• AIM OF THE EXERCISE:
Repeat, exactly as written, all of the entries, but not their pictures.

Photo-based referring expression data
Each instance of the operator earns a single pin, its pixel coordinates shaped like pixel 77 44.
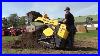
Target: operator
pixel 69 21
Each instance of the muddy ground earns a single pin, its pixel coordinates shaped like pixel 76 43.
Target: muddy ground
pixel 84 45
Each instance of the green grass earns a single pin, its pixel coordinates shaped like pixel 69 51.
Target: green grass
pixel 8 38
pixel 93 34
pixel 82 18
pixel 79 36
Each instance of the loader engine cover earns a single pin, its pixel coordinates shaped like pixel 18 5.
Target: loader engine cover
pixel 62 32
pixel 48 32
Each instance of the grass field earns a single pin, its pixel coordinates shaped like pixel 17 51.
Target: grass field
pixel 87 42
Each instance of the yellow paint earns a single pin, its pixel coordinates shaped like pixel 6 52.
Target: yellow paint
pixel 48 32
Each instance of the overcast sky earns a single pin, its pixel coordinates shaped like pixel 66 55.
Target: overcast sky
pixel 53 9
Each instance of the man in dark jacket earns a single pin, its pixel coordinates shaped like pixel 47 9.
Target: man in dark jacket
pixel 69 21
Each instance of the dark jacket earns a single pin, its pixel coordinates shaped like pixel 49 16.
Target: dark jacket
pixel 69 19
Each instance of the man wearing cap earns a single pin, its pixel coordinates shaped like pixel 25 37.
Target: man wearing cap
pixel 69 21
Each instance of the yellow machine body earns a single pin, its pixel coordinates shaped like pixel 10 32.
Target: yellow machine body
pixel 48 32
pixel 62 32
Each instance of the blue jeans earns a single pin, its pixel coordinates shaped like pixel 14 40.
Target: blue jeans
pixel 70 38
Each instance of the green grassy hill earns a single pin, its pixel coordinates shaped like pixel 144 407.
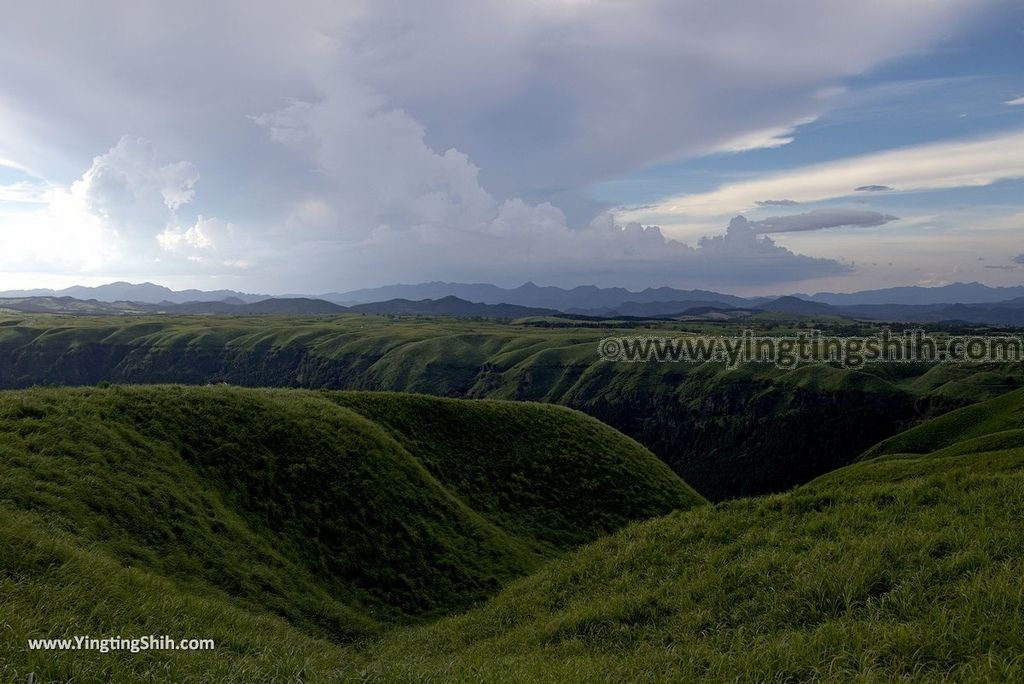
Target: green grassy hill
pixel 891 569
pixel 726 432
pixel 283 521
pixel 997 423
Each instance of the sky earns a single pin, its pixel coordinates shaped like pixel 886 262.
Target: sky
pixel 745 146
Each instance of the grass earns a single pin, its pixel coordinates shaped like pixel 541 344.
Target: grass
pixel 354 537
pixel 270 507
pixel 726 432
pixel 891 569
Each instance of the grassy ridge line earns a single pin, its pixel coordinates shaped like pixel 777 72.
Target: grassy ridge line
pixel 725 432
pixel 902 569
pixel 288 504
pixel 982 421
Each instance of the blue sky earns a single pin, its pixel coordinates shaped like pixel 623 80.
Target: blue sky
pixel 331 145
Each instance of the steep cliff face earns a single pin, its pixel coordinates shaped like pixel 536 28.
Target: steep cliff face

• RESULT FOR THIS TASK:
Each instance of the operator earns a single pin, its pixel coordinates shaped like pixel 77 44.
Target: operator
pixel 69 21
Each instance of the muddy ground earns a single pin, its pixel coordinates shaped like pixel 76 43.
Target: muddy ground
pixel 84 45
Each instance of the green grass earns a single pin, its pixel coordinates shaped like pixel 69 51.
Target: green grass
pixel 8 38
pixel 93 34
pixel 82 18
pixel 79 36
Each instance of the loader engine cover earns a single pin, its pixel coordinates shaped like pixel 18 5.
Target: loader engine cover
pixel 62 32
pixel 48 32
Each instance of the grass field earns a single pin, its pixel coordinates shaped like pixel 17 51.
Target: grass field
pixel 87 42
Each instance of the yellow paint earns a single pin, its pixel coordinates shaped like pixel 6 52.
Target: yellow paint
pixel 48 32
Each instance of the overcast sky earns a single pin, its pixel coordinates shaped like pixel 66 55.
Target: overcast sky
pixel 53 9
Each instance of the man in dark jacket earns a single pin, its pixel coordinates shaped like pixel 47 9.
Target: man in dark jacket
pixel 69 21
Each instance of the dark jacket earns a single pin, its pixel coordinates shaped like pixel 49 16.
Target: dark jacket
pixel 69 19
Each instance of the man wearing cap earns a single pin, its pixel coordinates shaped like pixel 25 37.
Target: man wearing cap
pixel 69 21
Each instance of the yellow machine body earns a single pin, its pixel coordinates shaped like pixel 10 32.
Target: yellow machine body
pixel 48 32
pixel 62 32
Each instance of the blue jeans earns a single pin, its pixel coordinates shaped like pixel 14 40.
Target: blue jeans
pixel 70 38
Each instance of the green grassy hill earns a single pin, its pixel coordinates shaped like pixel 144 407.
Target: green grassy hill
pixel 891 569
pixel 726 432
pixel 283 521
pixel 997 423
Each instance of the sky earns a single pin, its pixel coordinates shaped like pixel 886 262.
Target: sky
pixel 745 146
Each instance of the grass earns a single pin, its pixel coordinates shaped like pixel 541 344.
Target: grass
pixel 354 537
pixel 270 507
pixel 726 432
pixel 891 569
Each instance of the grassy ridge line earns a single pin, its pixel coordinates shaped like pixel 777 72.
Target: grassy ridge line
pixel 725 432
pixel 902 569
pixel 288 504
pixel 982 421
Each instance of the blue sky earns a single pin, its pixel coordinates shaped like pixel 623 80.
Target: blue sky
pixel 331 145
Each instance of the steep cliff face earns a single pin, its pixel coordinates shaped like pixel 536 28.
Target: steep cliff face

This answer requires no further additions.